AIM OF THE TASK:
Should any entry seem unclear, still set it down exactly as given, along with all the others.

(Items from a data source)
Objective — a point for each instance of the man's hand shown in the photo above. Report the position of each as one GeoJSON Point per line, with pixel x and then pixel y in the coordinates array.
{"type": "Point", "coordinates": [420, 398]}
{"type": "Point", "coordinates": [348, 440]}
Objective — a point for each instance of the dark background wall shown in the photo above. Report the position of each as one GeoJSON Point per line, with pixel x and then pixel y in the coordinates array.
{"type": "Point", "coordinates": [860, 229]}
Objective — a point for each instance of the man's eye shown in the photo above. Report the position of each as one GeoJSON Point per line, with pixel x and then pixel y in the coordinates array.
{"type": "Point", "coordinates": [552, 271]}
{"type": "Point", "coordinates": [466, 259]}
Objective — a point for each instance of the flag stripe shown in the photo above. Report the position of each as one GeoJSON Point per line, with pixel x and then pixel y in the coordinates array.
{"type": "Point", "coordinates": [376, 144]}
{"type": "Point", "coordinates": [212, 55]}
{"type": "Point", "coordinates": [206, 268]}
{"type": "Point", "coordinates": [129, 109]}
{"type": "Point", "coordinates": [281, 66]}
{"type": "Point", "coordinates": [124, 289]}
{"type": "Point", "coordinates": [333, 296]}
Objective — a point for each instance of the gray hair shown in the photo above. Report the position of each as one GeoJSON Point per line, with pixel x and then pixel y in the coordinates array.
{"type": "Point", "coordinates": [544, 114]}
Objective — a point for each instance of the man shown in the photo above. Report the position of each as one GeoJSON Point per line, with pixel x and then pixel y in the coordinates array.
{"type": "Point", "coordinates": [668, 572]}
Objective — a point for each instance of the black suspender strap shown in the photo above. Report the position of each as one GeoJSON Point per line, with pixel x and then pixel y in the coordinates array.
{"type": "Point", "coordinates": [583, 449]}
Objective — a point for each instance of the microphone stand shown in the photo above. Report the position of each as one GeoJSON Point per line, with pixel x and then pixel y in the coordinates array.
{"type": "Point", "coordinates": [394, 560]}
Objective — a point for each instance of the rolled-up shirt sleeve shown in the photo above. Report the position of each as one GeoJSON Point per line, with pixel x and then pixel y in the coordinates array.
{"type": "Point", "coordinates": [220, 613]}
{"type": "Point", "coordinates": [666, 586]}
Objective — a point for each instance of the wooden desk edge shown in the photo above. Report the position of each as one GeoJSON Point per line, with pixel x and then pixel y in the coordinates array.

RESULT:
Objective — a point for each instance of the man's hand shown in the photo above. Report the position of each as one GeoJSON Point per line, with pixel x and then pixel y in the coordinates array.
{"type": "Point", "coordinates": [420, 398]}
{"type": "Point", "coordinates": [348, 440]}
Objective — a point for each instance of the dark background wall shown in the photo above. Report the position of each as one GeoJSON Point per line, with pixel x and then pixel y in the coordinates array.
{"type": "Point", "coordinates": [860, 229]}
Objective — a point for each instance of the man's eye shown in the photo above. Report the position of each as one GeoJSON Point per line, with pixel x and then pixel y in the coordinates array.
{"type": "Point", "coordinates": [552, 271]}
{"type": "Point", "coordinates": [466, 259]}
Objective — a point for each instance of the flag stripe shown in the photo above. Report the position of each as one GeoJSON Point per line, with pixel x and then pixel y in the coordinates array.
{"type": "Point", "coordinates": [376, 144]}
{"type": "Point", "coordinates": [212, 55]}
{"type": "Point", "coordinates": [206, 268]}
{"type": "Point", "coordinates": [129, 109]}
{"type": "Point", "coordinates": [281, 66]}
{"type": "Point", "coordinates": [124, 289]}
{"type": "Point", "coordinates": [333, 296]}
Objective — a point for each instance of the gray hair shown in the photo above. Report the position of each as one GeoJSON Point per line, with pixel x and then pixel y in the coordinates array.
{"type": "Point", "coordinates": [544, 114]}
Objective — a point for each instance of the man shown in the photo above. Report the position of each as one GeoJSON Point per line, with pixel x and then pixel y in the coordinates array.
{"type": "Point", "coordinates": [668, 572]}
Objective — a point for each instance of the black suspender strap shown in the photo above. Report the position of each as one GeoJSON Point per line, with pixel x and then pixel y in the coordinates array.
{"type": "Point", "coordinates": [583, 449]}
Objective — a point for each instance of the microphone stand shown in the photo above. Report the position of each as one GeoJSON Point per line, with pixel x and then pixel y in the coordinates array.
{"type": "Point", "coordinates": [394, 560]}
Objective — a point for each instance of the rolled-up shirt sleeve shown in the photo above. Report the position of each as one GeoJSON Point per line, with pixel x and then pixel y in the coordinates array.
{"type": "Point", "coordinates": [220, 613]}
{"type": "Point", "coordinates": [666, 586]}
Objective — a point for each instance of the wooden desk edge shown in the photo above. Report the position of each as one GeoJSON Point per line, with pixel x and then pixel y in the coordinates array.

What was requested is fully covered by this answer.